* [Directive] Pull out each line of the listing below that contains the word "column", and copy those lines unchanged.

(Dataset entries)
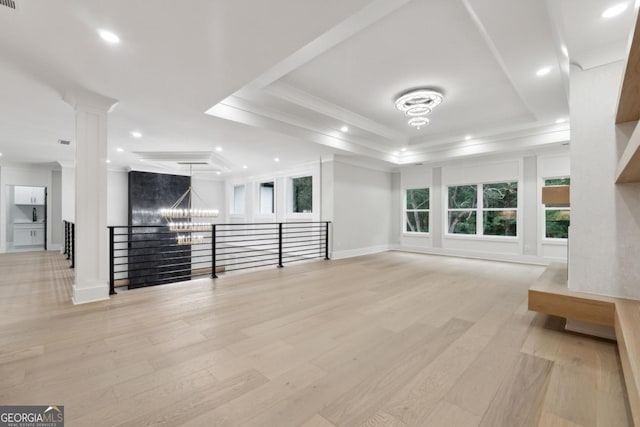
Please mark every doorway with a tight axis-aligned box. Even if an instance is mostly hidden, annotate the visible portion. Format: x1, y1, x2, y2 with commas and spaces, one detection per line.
6, 185, 47, 252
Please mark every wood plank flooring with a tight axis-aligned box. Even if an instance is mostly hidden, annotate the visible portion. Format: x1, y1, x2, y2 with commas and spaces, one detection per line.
0, 252, 631, 427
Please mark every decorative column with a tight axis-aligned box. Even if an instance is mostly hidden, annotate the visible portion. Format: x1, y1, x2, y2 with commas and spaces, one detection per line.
64, 89, 117, 304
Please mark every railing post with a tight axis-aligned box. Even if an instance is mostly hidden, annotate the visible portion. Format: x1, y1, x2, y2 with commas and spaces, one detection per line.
324, 221, 329, 260
278, 222, 284, 268
211, 224, 218, 279
64, 221, 71, 259
70, 222, 76, 268
108, 227, 117, 295
62, 221, 67, 255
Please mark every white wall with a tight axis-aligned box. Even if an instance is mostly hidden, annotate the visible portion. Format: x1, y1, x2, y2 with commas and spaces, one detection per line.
61, 166, 76, 222
107, 170, 129, 226
569, 62, 640, 299
0, 166, 53, 252
191, 176, 227, 224
49, 170, 64, 249
332, 161, 397, 258
398, 148, 569, 263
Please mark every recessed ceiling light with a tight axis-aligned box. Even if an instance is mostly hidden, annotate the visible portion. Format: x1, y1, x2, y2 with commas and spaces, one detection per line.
407, 116, 429, 129
602, 3, 627, 19
536, 67, 551, 77
98, 30, 120, 44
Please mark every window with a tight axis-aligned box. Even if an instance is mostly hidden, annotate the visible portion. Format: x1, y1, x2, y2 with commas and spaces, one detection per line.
482, 182, 518, 236
544, 177, 571, 239
291, 176, 313, 213
233, 185, 244, 214
448, 185, 478, 234
259, 181, 275, 215
405, 188, 429, 233
447, 182, 518, 237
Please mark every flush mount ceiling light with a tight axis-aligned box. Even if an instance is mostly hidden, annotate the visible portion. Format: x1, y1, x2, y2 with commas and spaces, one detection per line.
407, 116, 429, 129
98, 30, 120, 44
602, 3, 627, 19
395, 89, 444, 129
536, 67, 551, 77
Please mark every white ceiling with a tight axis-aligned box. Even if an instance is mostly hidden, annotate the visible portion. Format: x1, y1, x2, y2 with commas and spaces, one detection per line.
0, 0, 636, 178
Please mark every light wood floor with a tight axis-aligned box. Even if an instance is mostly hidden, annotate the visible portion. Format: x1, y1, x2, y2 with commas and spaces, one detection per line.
0, 252, 630, 427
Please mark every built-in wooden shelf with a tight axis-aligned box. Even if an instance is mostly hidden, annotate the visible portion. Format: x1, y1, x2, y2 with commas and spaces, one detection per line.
616, 10, 640, 184
529, 263, 640, 426
616, 126, 640, 184
542, 185, 571, 206
616, 10, 640, 124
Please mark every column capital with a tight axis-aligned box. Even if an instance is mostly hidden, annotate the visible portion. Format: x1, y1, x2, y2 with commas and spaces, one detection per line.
62, 88, 118, 113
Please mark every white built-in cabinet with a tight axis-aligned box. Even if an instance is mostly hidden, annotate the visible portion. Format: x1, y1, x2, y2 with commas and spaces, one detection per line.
13, 224, 44, 246
13, 185, 44, 205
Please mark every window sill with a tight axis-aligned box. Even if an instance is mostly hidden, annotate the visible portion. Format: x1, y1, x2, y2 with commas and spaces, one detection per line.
542, 237, 567, 246
444, 233, 520, 243
402, 231, 431, 239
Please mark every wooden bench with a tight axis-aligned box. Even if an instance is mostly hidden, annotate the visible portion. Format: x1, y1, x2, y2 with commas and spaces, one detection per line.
529, 263, 640, 426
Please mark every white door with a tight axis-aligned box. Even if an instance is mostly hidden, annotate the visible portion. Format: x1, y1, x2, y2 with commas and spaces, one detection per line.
31, 187, 44, 205
13, 185, 33, 205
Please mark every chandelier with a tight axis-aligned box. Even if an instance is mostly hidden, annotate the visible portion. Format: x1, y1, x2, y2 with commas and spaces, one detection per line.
159, 164, 219, 245
396, 89, 444, 129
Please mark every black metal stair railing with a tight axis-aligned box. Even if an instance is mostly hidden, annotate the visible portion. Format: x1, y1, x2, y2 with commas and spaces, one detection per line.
62, 221, 76, 268
108, 221, 330, 294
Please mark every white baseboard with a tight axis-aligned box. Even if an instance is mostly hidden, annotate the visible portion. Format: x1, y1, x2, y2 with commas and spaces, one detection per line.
71, 282, 109, 305
391, 245, 552, 265
564, 319, 616, 341
330, 245, 391, 259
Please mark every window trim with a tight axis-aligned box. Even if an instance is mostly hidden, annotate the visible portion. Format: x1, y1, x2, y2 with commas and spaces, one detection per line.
255, 179, 277, 218
540, 175, 571, 245
286, 173, 318, 219
401, 187, 431, 237
443, 178, 521, 242
230, 184, 247, 218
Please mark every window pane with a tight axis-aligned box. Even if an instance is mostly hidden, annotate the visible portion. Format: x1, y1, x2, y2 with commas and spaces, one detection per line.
406, 211, 429, 233
407, 188, 429, 209
545, 209, 571, 239
233, 185, 244, 214
449, 185, 478, 209
291, 176, 313, 213
544, 178, 571, 186
449, 211, 476, 234
260, 182, 275, 214
483, 210, 518, 236
482, 182, 518, 210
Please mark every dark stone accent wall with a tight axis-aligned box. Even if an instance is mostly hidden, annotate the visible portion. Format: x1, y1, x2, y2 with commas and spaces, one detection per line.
129, 171, 191, 288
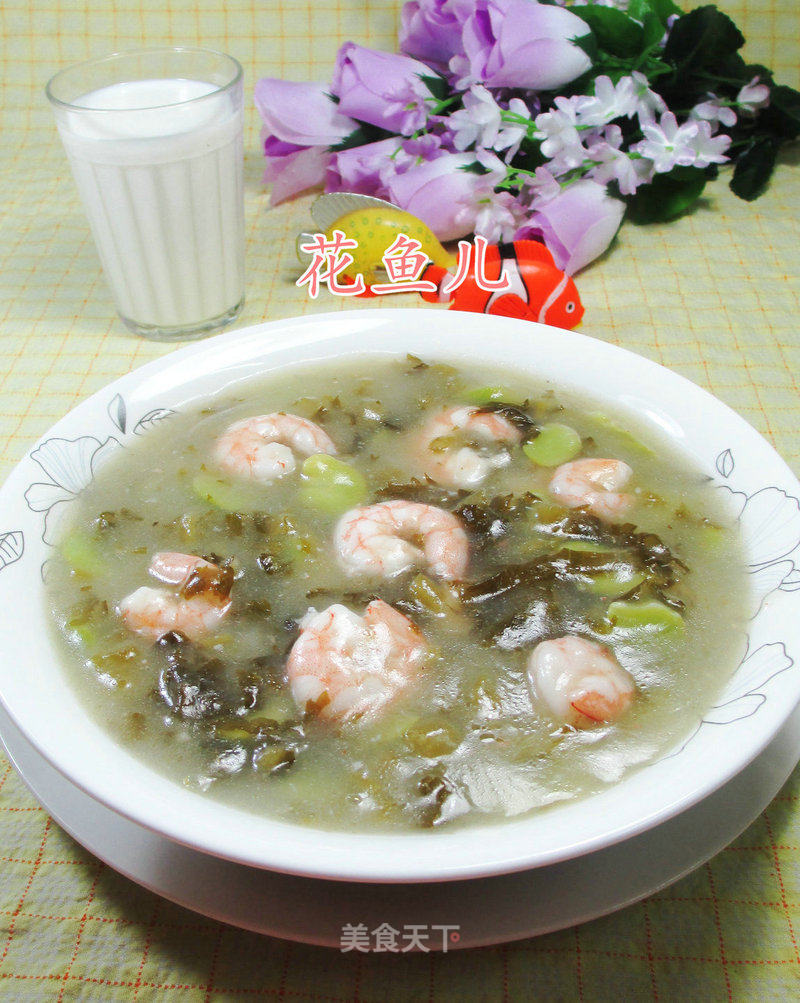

* [Solution below]
Please mark every decorative column with a tight axis-aligned box. Even if an instance is mostly hidden, annotate the visible portion. Format: x1, y1, x2, y2 with commas and spaces, one detection per line.
Please mark every column capital with a tight axis-aligned box. Even if an instance is mostly hidden, annotate the visible portion. Format: x1, y1, x2, y2 with commas and spaces, one detection per line.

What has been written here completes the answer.